- [TASK ITEM A] Reproduce the passage about the Carl Sagan Award word for word, from its title line to its final sentence.

- [READING TEXT]
= Carl Sagan Award for Public Appreciation of Science =

Science communication award

The Carl Sagan Award for Public Understanding of Science is an award presented by the Council of Scientific Society Presidents (CSSP) to individuals who have become “concurrently accomplished as researchers and/or educators, and as widely recognized magnifiers of the public's understanding of science.” The award was first presented in 1993 to astronomer Carl Sagan (1934–1996), who is also the award's namesake.

- [Stored data entries]
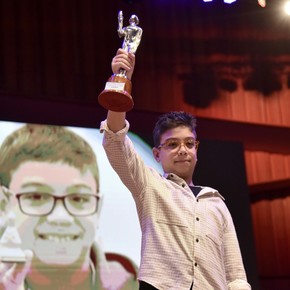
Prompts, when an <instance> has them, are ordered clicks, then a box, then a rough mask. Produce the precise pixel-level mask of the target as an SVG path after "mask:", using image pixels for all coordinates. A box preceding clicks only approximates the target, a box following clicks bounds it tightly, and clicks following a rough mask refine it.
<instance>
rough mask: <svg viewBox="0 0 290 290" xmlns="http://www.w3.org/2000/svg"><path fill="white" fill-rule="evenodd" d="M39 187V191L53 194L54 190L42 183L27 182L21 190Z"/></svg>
mask: <svg viewBox="0 0 290 290" xmlns="http://www.w3.org/2000/svg"><path fill="white" fill-rule="evenodd" d="M32 186H33V187H37V189H38V190H42V191H45V192H52V191H53V188H52V187H51V186H50V185H49V184H44V183H40V182H26V183H24V184H22V185H21V189H26V188H29V187H32Z"/></svg>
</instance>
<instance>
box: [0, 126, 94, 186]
mask: <svg viewBox="0 0 290 290" xmlns="http://www.w3.org/2000/svg"><path fill="white" fill-rule="evenodd" d="M27 161H39V162H50V163H55V162H62V163H64V164H68V165H71V166H74V167H76V168H78V169H79V170H80V171H81V172H85V171H86V170H88V169H89V170H90V171H91V172H92V174H93V176H94V178H95V180H96V183H97V188H99V171H98V166H97V160H96V155H95V153H94V151H93V150H92V148H91V146H90V145H89V144H88V143H87V142H86V141H85V140H84V139H83V138H81V137H80V136H79V135H77V134H75V133H74V132H72V131H71V130H69V129H67V128H65V127H61V126H50V125H36V124H27V125H24V126H23V127H21V128H20V129H18V130H15V131H14V132H12V133H11V134H10V135H9V136H8V137H6V139H5V140H4V142H3V144H2V145H1V147H0V184H2V185H4V186H6V187H9V184H10V182H11V175H12V173H13V171H14V170H16V169H17V168H18V167H19V165H20V164H22V163H24V162H27Z"/></svg>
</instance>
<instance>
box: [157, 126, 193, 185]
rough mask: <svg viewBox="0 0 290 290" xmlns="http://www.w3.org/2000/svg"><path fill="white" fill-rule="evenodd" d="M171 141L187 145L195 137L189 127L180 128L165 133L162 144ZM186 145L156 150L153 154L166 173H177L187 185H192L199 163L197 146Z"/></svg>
mask: <svg viewBox="0 0 290 290" xmlns="http://www.w3.org/2000/svg"><path fill="white" fill-rule="evenodd" d="M171 139H174V140H177V141H178V142H179V141H182V142H184V143H186V140H192V139H194V140H195V136H194V133H193V132H191V130H190V129H189V128H188V127H185V126H180V127H177V128H174V129H170V130H167V131H166V132H165V133H163V134H162V135H161V140H160V144H164V143H165V142H166V141H167V140H171ZM184 143H181V145H180V146H177V147H176V148H175V149H169V148H166V147H163V146H161V147H159V148H154V149H153V154H154V157H155V159H156V160H157V161H158V162H161V165H162V168H163V170H164V172H165V173H175V174H176V175H178V176H179V177H181V178H183V179H184V180H185V181H186V182H187V183H190V182H191V180H192V175H193V172H194V168H195V165H196V161H197V149H196V147H195V146H194V147H193V148H188V147H187V146H186V144H184Z"/></svg>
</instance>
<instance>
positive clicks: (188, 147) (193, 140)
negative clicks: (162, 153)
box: [158, 137, 199, 150]
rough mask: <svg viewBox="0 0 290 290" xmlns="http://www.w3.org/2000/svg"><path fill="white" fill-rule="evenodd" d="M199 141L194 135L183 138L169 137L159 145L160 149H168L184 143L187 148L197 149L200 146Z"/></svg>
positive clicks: (158, 148) (174, 149) (159, 147)
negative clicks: (163, 148)
mask: <svg viewBox="0 0 290 290" xmlns="http://www.w3.org/2000/svg"><path fill="white" fill-rule="evenodd" d="M198 144H199V141H197V140H195V139H194V138H192V137H188V138H185V139H183V140H181V139H178V138H169V139H167V140H165V142H164V143H162V144H160V145H159V146H158V149H160V148H164V149H166V150H175V149H177V148H180V147H181V145H184V146H185V147H186V148H187V149H193V148H195V149H197V148H198Z"/></svg>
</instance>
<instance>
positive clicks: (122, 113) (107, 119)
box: [107, 48, 135, 132]
mask: <svg viewBox="0 0 290 290" xmlns="http://www.w3.org/2000/svg"><path fill="white" fill-rule="evenodd" d="M111 66H112V71H113V73H114V74H118V73H119V71H120V69H124V70H126V72H127V74H126V76H127V78H128V79H129V80H131V78H132V75H133V71H134V66H135V55H134V54H132V53H128V52H126V51H125V50H124V49H121V48H119V49H118V51H117V54H116V56H115V57H114V58H113V59H112V63H111ZM125 118H126V112H121V113H120V112H114V111H108V115H107V124H108V126H109V128H110V130H111V131H113V132H118V131H120V130H122V129H123V128H124V127H125Z"/></svg>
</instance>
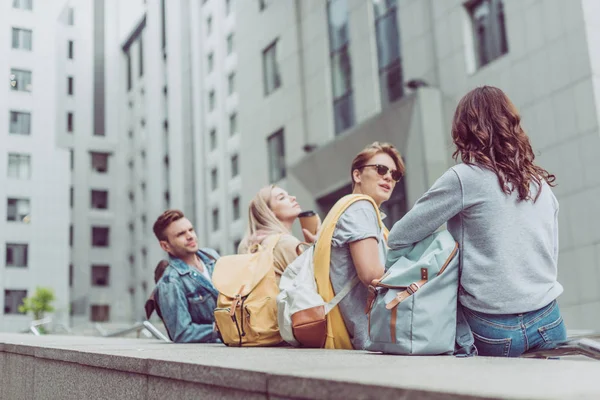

- [TASK ITEM B] List every line in the entries that contains the string "clicks", where case counts.

- [YOUR RESPONSE A]
= Carl Sagan Award for Public Appreciation of Science =

Science communication award

The Carl Sagan Award for Public Understanding of Science is an award presented by the Council of Scientific Society Presidents (CSSP) to individuals who have become “concurrently accomplished as researchers and/or educators, and as widely recognized magnifiers of the public's understanding of science.” The award was first presented in 1993 to astronomer Carl Sagan (1934–1996), who is also the award's namesake.

- [YOUR RESPONSE B]
Prompts, when an <instance> has them, are ordered clicks, then a box, then a rough mask. Produce the precise pixel-level mask of the target as an SVG path after "mask:", using image pixels for all coordinates. A box preceding clicks only approximates the target, a box following clicks bounds it tightly, and clicks following a rough mask refine it.
positive clicks: (188, 147) (193, 140)
negative clicks: (162, 153)
positive clicks: (158, 148) (174, 149) (159, 147)
negative clicks: (163, 148)
positive clicks: (122, 113) (107, 119)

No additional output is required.